#### Problem details:
Give all of the lines again exactly as they read.

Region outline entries
>>>
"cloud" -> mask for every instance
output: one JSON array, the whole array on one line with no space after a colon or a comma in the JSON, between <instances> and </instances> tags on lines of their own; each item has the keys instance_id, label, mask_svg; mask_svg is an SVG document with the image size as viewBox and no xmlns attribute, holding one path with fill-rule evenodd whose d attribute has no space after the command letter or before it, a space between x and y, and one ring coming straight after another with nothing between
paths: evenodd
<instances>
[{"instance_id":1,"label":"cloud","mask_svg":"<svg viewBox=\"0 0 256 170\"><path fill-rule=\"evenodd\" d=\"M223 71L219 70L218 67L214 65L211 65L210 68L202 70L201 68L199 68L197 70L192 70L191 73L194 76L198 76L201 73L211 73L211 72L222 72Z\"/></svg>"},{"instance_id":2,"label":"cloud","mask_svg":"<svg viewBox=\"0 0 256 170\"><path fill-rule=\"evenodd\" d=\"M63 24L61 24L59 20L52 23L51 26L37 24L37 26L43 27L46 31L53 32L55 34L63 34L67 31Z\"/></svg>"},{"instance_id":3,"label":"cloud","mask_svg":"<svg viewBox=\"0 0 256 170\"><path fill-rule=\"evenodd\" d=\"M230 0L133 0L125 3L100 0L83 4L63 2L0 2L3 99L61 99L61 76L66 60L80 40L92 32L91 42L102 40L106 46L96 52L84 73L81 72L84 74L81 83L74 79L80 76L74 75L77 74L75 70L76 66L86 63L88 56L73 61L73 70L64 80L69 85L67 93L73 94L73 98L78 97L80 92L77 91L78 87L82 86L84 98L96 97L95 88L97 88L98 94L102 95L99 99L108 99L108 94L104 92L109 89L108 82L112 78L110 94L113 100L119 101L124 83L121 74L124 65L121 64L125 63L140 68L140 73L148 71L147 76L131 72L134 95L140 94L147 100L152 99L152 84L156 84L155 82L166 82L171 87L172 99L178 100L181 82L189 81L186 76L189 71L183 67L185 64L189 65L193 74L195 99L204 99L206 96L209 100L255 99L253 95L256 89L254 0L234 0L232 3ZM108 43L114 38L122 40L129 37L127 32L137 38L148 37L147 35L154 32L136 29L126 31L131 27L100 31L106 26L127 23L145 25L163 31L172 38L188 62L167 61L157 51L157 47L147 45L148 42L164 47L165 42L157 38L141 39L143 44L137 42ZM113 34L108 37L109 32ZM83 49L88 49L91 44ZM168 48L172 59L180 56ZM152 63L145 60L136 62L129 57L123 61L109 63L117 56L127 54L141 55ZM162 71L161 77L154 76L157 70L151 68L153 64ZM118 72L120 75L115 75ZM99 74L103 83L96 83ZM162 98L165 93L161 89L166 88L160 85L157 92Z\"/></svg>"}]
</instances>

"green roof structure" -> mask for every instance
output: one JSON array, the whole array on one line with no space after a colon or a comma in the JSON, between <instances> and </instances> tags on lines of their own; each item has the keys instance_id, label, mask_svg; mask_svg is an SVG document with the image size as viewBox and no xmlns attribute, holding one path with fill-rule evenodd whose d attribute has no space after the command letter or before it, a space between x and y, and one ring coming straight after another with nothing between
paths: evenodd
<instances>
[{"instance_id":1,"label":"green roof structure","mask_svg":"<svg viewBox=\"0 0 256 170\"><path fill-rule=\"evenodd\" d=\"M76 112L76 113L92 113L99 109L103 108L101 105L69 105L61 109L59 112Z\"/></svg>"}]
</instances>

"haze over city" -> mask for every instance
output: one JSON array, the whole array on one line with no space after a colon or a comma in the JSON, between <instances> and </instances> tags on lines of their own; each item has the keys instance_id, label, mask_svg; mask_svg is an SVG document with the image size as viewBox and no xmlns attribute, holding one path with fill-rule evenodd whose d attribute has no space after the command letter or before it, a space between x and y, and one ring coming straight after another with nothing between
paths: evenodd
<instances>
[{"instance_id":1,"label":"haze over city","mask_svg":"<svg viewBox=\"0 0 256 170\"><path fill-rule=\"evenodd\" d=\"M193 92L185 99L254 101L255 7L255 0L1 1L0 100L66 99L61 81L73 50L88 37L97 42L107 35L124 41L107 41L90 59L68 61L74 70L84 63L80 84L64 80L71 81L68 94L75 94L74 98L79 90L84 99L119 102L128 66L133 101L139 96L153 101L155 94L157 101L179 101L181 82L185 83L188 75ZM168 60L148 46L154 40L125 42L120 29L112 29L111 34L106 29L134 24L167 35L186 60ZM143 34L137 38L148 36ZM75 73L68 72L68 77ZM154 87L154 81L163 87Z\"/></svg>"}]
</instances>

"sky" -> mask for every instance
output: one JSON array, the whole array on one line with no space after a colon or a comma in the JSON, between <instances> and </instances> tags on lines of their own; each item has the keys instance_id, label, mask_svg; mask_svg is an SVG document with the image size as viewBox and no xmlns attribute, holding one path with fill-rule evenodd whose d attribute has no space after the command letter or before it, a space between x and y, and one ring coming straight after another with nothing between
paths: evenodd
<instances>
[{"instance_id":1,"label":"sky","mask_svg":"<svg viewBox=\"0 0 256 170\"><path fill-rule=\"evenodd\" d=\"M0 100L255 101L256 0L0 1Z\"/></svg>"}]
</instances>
<<<
#### Exercise result:
"cloud" -> mask for every instance
output: one JSON array, the whole array on one line with no space after a colon or a comma in the JSON, between <instances> and </instances> tags on lines of their own; each item has the keys instance_id, label, mask_svg; mask_svg is an SVG document with the image size as viewBox and no xmlns attribute, holding one path with fill-rule evenodd whose d attribute has no space after the command letter or before it, a space between x and y, and one ring coming straight after another with nothing between
paths: evenodd
<instances>
[{"instance_id":1,"label":"cloud","mask_svg":"<svg viewBox=\"0 0 256 170\"><path fill-rule=\"evenodd\" d=\"M223 71L219 70L218 67L214 65L211 65L210 68L202 70L201 68L199 68L197 70L192 70L191 73L194 76L198 76L201 73L211 73L211 72L222 72Z\"/></svg>"},{"instance_id":2,"label":"cloud","mask_svg":"<svg viewBox=\"0 0 256 170\"><path fill-rule=\"evenodd\" d=\"M63 24L61 24L59 20L52 23L51 26L37 24L37 26L43 27L46 31L53 32L55 34L63 34L67 31Z\"/></svg>"},{"instance_id":3,"label":"cloud","mask_svg":"<svg viewBox=\"0 0 256 170\"><path fill-rule=\"evenodd\" d=\"M230 0L133 0L125 3L100 0L83 4L63 2L0 2L3 99L61 99L61 76L66 60L80 40L92 32L91 42L102 40L106 46L96 52L84 73L81 72L84 74L81 83L74 79L80 76L74 75L77 74L75 70L76 66L86 63L88 56L73 61L73 70L64 80L69 85L67 93L73 94L73 98L78 97L80 92L77 91L78 87L82 86L84 98L96 97L95 88L97 88L98 94L102 95L99 99L108 99L108 94L104 92L109 89L108 82L112 78L110 94L113 100L119 101L124 83L121 74L124 65L121 64L125 63L140 68L140 73L148 71L147 76L131 72L134 95L140 94L147 100L152 99L152 84L156 84L155 82L166 82L171 87L172 99L178 100L181 82L189 81L186 76L189 71L183 67L185 64L189 65L193 74L195 99L204 99L206 96L209 100L255 99L253 95L256 89L254 0L234 0L232 3ZM108 43L114 38L122 40L129 37L127 32L137 38L148 37L147 35L154 32L136 29L126 31L131 27L100 31L106 26L127 23L145 25L163 31L172 38L188 62L167 61L157 51L157 47L147 45L148 42L164 47L165 42L157 38L141 39L143 44L137 42ZM113 34L108 37L109 32ZM83 49L88 49L91 44ZM168 48L172 59L180 56ZM152 63L145 60L136 62L129 57L123 61L109 63L117 56L127 54L141 55ZM162 71L161 77L154 76L157 70L151 68L153 64ZM118 72L120 75L115 75ZM99 74L103 83L96 83ZM162 98L165 93L161 89L166 88L160 85L157 92Z\"/></svg>"}]
</instances>

"green roof structure" -> mask for every instance
output: one JSON array, the whole array on one line with no space after a colon or a comma in the JSON, between <instances> and </instances> tags on lines of their own; each item has the keys instance_id, label, mask_svg; mask_svg is an SVG document with the image size as viewBox and no xmlns attribute, holding one path with fill-rule evenodd whose d attribute has no space after the command letter or before it, a space between x and y, and one ring coming straight after another with nothing between
paths: evenodd
<instances>
[{"instance_id":1,"label":"green roof structure","mask_svg":"<svg viewBox=\"0 0 256 170\"><path fill-rule=\"evenodd\" d=\"M76 112L76 113L92 113L99 109L103 108L101 105L69 105L61 109L59 112Z\"/></svg>"}]
</instances>

"haze over city" -> mask for every instance
output: one JSON array, the whole array on one line with no space after a colon or a comma in the JSON, between <instances> and </instances> tags on lines of their own; each item has the keys instance_id, label, mask_svg; mask_svg is an SVG document with the image size as viewBox and no xmlns attribute, holding one path with fill-rule evenodd whose d attribute has no space after the command letter or before it, a space between x and y, and one ring coming straight after another with nothing between
paths: evenodd
<instances>
[{"instance_id":1,"label":"haze over city","mask_svg":"<svg viewBox=\"0 0 256 170\"><path fill-rule=\"evenodd\" d=\"M193 92L185 99L254 101L255 7L255 0L1 1L0 100L66 99L61 81L73 50L88 37L97 42L107 35L124 41L107 41L90 59L68 61L74 70L84 63L80 84L64 80L71 81L68 94L75 94L74 98L79 90L84 99L119 102L128 66L133 101L139 96L153 101L155 94L157 101L179 101L181 82L185 83L188 75ZM168 60L148 46L154 40L125 42L120 29L112 29L111 34L106 29L134 24L167 35L186 60ZM143 34L137 38L148 36ZM75 73L68 72L68 77ZM154 87L154 81L163 87Z\"/></svg>"}]
</instances>

"sky" -> mask for every instance
output: one JSON array, the whole array on one line with no space after a colon or a comma in the JSON, between <instances> and </instances> tags on lines of their own; each item has the keys instance_id, label, mask_svg; mask_svg is an SVG document with the image size as viewBox and no xmlns attribute, holding one path with fill-rule evenodd whose d attribute has no space after the command letter or before it, a space between x and y, and one ring coming straight after another with nothing between
paths: evenodd
<instances>
[{"instance_id":1,"label":"sky","mask_svg":"<svg viewBox=\"0 0 256 170\"><path fill-rule=\"evenodd\" d=\"M0 100L255 101L256 0L0 1Z\"/></svg>"}]
</instances>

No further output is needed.